- _DIRECTION_:
Reproduce the records starting at the line that contains "Spot the white water" and ending at the line that contains "(1059, 502)", switching "twin" to "double" and keeping all else unchanged.

- _Stored data_:
BEGIN
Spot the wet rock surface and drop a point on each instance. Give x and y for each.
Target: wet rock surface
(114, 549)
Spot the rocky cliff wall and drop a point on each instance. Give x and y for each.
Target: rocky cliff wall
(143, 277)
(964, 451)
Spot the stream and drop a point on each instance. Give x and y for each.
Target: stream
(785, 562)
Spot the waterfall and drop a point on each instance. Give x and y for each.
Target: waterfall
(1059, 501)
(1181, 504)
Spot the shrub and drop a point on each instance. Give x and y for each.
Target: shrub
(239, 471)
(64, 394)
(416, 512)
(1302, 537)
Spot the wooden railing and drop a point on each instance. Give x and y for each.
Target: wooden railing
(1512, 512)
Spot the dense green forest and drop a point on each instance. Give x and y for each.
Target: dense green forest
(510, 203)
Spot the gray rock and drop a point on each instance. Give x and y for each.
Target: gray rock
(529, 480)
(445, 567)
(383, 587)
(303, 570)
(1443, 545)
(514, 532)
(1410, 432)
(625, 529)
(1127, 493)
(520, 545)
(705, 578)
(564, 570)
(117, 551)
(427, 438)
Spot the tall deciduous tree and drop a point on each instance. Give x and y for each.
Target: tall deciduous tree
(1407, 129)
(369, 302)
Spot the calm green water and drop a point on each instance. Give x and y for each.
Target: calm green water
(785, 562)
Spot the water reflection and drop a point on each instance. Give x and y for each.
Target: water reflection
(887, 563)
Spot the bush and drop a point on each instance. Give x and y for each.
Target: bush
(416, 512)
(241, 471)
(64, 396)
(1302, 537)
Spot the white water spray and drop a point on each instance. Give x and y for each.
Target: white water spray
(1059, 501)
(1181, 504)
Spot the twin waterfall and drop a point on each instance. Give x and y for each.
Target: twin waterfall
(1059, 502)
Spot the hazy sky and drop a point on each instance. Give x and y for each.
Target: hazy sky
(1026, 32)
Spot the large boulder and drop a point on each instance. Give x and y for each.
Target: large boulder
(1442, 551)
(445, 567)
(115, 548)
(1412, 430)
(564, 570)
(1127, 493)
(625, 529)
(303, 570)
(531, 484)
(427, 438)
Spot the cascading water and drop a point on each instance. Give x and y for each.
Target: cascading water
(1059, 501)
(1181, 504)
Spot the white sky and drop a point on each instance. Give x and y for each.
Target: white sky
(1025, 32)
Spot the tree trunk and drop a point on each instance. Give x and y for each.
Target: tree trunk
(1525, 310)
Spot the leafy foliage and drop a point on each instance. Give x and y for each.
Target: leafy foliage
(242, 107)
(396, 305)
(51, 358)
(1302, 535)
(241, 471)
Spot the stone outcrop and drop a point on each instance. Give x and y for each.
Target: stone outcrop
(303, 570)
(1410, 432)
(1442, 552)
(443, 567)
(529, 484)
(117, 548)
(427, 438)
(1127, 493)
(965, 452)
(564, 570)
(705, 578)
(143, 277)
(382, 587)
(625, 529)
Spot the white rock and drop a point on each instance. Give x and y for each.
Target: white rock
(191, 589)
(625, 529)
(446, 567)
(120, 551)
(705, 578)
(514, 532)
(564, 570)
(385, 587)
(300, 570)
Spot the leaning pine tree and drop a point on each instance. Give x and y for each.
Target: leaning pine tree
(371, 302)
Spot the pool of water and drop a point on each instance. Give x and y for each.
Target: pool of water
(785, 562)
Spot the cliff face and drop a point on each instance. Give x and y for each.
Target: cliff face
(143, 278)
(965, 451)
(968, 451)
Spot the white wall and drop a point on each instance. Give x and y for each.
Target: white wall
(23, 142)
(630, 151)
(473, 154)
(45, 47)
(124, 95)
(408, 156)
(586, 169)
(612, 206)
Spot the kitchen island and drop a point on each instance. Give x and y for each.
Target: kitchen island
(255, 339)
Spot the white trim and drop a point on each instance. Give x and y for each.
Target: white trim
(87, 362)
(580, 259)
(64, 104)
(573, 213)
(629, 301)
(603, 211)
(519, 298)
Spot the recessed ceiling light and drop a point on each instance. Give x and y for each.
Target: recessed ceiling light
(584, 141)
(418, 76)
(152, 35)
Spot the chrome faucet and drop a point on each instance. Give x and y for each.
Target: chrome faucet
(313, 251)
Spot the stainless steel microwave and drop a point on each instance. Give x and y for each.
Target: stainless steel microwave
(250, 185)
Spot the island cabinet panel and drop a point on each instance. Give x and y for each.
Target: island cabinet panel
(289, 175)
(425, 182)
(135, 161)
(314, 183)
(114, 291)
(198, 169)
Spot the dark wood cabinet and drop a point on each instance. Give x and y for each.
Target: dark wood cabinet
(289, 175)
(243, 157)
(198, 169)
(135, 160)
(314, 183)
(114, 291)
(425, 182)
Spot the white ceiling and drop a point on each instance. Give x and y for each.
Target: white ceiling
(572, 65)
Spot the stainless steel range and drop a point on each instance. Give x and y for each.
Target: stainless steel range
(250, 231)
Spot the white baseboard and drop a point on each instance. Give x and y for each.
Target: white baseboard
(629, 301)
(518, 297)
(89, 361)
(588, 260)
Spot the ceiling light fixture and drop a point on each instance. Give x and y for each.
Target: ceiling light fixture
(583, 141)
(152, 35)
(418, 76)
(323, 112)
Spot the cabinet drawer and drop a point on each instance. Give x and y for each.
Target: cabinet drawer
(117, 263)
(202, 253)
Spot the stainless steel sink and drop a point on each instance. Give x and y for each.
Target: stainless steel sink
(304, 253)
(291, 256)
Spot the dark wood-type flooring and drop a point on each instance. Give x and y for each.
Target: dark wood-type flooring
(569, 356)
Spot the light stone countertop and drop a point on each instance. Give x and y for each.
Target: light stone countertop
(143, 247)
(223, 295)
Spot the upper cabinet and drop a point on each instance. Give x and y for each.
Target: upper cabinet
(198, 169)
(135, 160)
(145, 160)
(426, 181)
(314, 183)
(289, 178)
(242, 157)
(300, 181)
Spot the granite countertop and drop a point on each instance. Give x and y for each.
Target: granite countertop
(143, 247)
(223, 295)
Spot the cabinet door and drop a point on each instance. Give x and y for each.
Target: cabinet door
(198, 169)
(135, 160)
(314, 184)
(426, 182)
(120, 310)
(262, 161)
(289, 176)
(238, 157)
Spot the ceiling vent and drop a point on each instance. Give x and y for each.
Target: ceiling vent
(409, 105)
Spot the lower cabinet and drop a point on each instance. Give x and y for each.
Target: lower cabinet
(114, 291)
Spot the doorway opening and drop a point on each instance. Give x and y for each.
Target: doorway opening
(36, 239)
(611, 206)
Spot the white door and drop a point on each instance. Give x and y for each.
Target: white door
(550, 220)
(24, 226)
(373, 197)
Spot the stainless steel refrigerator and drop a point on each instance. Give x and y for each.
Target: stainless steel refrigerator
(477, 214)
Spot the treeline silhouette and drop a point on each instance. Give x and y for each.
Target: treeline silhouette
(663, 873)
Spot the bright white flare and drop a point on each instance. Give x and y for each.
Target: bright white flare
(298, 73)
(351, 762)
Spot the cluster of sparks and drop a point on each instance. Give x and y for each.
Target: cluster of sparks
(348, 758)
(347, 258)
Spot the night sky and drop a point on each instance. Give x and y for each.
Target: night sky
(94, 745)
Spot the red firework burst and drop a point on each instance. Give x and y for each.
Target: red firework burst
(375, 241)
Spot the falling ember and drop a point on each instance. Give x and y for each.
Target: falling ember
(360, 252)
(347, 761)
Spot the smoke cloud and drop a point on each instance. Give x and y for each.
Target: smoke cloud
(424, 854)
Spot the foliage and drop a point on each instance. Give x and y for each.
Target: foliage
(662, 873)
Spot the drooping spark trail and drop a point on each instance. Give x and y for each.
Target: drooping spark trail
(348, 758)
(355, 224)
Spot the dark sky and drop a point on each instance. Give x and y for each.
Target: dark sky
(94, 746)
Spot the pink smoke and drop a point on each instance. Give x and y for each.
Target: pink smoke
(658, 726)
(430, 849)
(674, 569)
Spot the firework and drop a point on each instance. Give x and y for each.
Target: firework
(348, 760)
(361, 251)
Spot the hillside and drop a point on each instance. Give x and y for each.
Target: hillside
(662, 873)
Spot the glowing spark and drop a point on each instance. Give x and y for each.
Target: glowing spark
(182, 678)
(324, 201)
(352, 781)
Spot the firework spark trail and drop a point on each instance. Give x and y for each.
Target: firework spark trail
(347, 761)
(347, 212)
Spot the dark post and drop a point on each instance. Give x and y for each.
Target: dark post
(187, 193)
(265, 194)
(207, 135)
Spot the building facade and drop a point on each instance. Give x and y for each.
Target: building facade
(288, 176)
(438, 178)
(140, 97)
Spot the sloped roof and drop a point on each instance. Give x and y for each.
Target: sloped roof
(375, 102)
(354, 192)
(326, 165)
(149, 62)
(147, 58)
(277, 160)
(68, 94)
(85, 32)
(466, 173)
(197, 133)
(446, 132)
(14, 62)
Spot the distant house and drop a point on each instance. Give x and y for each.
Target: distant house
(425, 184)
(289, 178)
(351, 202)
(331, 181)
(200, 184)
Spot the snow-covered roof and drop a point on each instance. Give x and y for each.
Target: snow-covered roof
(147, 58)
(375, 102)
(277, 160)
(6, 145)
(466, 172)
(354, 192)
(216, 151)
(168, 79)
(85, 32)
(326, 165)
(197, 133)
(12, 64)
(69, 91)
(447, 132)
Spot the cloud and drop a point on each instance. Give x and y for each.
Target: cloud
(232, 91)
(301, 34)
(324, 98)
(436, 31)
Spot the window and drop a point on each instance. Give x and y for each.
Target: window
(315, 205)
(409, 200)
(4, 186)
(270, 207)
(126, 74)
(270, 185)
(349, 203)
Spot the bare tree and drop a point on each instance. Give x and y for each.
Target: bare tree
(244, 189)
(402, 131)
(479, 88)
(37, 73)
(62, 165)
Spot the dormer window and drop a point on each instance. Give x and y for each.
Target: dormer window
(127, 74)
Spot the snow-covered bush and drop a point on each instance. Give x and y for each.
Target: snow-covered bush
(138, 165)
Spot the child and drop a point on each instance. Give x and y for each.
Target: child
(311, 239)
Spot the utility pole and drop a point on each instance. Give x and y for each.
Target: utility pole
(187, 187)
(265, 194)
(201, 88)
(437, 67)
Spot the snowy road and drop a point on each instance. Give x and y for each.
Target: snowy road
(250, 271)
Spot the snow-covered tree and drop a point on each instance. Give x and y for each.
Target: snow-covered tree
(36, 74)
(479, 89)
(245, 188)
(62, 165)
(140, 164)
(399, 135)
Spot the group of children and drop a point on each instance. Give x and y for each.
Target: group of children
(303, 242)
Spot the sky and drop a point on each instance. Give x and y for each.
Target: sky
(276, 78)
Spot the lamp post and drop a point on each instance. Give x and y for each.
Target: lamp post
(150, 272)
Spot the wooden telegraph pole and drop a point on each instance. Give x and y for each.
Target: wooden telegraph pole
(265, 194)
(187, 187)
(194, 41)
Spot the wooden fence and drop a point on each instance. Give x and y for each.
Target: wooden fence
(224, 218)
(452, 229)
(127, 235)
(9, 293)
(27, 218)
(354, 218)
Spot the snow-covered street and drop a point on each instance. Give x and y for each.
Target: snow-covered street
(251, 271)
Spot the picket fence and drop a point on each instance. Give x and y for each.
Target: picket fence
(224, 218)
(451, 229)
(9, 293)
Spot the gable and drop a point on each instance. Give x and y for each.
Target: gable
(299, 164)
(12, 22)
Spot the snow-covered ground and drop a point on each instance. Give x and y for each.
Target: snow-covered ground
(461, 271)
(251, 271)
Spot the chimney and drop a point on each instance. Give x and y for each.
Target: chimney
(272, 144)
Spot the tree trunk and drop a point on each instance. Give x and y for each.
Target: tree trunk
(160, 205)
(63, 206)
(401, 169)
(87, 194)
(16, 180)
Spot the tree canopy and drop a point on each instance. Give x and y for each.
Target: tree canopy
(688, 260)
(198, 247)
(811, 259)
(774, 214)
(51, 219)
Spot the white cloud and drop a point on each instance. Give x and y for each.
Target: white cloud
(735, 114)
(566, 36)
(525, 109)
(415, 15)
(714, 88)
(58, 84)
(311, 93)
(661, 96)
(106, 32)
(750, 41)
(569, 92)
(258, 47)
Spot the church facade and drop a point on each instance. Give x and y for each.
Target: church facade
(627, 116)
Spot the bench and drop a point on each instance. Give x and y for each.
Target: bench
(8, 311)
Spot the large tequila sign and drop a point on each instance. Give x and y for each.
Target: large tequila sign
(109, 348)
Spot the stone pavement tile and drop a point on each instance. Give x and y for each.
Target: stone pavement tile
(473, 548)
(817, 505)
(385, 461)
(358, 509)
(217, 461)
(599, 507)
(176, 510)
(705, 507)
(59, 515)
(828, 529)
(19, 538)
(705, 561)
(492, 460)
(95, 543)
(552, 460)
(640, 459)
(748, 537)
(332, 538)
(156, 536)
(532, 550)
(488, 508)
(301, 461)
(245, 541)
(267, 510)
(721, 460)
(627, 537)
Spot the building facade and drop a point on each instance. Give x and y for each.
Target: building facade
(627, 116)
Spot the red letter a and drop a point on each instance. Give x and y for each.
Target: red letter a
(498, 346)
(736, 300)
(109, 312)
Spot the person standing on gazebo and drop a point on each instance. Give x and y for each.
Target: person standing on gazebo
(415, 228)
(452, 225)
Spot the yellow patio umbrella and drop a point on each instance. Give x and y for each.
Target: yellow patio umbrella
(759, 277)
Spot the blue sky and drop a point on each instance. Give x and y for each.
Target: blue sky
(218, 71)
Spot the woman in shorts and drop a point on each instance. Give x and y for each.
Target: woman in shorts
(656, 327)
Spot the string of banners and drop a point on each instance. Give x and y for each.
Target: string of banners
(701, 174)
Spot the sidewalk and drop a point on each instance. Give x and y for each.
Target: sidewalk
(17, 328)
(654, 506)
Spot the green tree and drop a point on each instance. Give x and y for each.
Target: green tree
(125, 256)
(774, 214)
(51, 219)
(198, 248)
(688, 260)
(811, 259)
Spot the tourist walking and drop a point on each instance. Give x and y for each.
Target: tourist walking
END
- _EXERCISE RESPONSE_:
Spot the white water spray and drop a point on each instance. Give x and y for each.
Target: white water spray
(1059, 501)
(1181, 504)
Spot the double waterfall and drop a point on each instance. Give x and y for each.
Target: double waterfall
(1059, 502)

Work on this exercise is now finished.